# Current time between placing an EOI and getting a response



## BlackBelt (Jan 18, 2011)

Does anyone know the current time it takes between filling out the EOI and getting an invitation? This would be for visa 189 (independent skilled). From what I reckon I would have 70 points.


----------



## chandu_799 (Oct 31, 2012)

BlackBelt said:


> Does anyone know the current time it takes between filling out the EOI and getting an invitation? This would be for visa 189 (independent skilled). From what I reckon I would have 70 points.


if you quality for 70pts and have all evidences (skill assessment, IELTS score etc..) then you will get invitation in the next round with 99% probability. People with 60pts got invited in previous rounds, with 70pts you will surely get invited even if you successfully lodge EOI hours before the automatic invitation. That's what the beauty of skill select. Applicants with higher pts will get invited first


----------



## BlackBelt (Jan 18, 2011)

Awesome. Thanks for the quick reply. I was reading more about this at the last "tab" at SkillSelect's website, under "reports." From what I understood, they have 1 or 2 rounds per month. So we are talking about a VERY QUICK invitation time.

Therefore, I guess the best would be to have all documents (IELST, police certificates, university transcripts etc.), all ready and translated and the equivalency (assessment) performed BEFORE filling out the EOI, is that correct?

Thank you once again.


----------



## varuni (May 22, 2012)

BlackBelt said:


> Awesome. Thanks for the quick reply. I was reading more about this at the last "tab" at SkillSelect's website, under "reports." From what I understood, they have 1 or 2 rounds per month. So we are talking about a VERY QUICK invitation time.
> 
> Therefore, I guess the best would be to have all documents (IELST, police certificates, university transcripts etc.), all ready and translated and the equivalency (assessment) performed BEFORE filling out the EOI, is that correct?
> 
> Thank you once again.



Hello Blackbelt, 

Let me attempt to throw some light into the process, feel free to shoot any doubts:

The Skilled migration process for 189 Visa:

Step-1: Filing of EoI - An online process where you feed information about your credentials in a SkillSelect website.

Requirements:
1) Skill/Experience needs to be assessed from respective assessment body - For example: If you are a Electrical Engineer, you need to submit for assessment (either CDR or Sydney Accord) to Engineers Australia and have received a skill assessment positive. This REFERENCE NUMBER need to be filled during EoI submission

2) IELTS - Need to appear for General assessment and if you are claiming points for IELTS band score, need the TRF readily available

3) Qualification - Need to be assessed by respective body. Example: For Electrical Engineering, it is Engineers Australia


Step-2: After filing for EoI, based on your claimed points, you will receive an automatic invite to file for a Visa Application

Step-3: While filing Visa application you need to upload the documents as suporting evidence for all your claims in EoI. In simple understanding, if you have claimed IELTS score of 7 band in all modules, you need to upload TRF form. If you fail to do so, your claims are considered falsified and you will be rejected Visa.

> Exercise objective: Rewrite the passage of the forum thread on EOI waiting times from "# Current time" up to and including "(Oct 31, 2012)", putting "estimate" in place of "reckon".

> Dataset content:
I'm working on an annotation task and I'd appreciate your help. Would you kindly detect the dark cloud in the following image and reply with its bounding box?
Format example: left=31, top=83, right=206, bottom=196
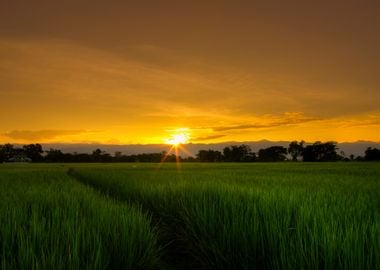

> Solution for this task:
# Current time between placing an EOI and getting a response



## BlackBelt (Jan 18, 2011)

Does anyone know the current time it takes between filling out the EOI and getting an invitation? This would be for visa 189 (independent skilled). From what I estimate I would have 70 points.


----------



## chandu_799 (Oct 31, 2012)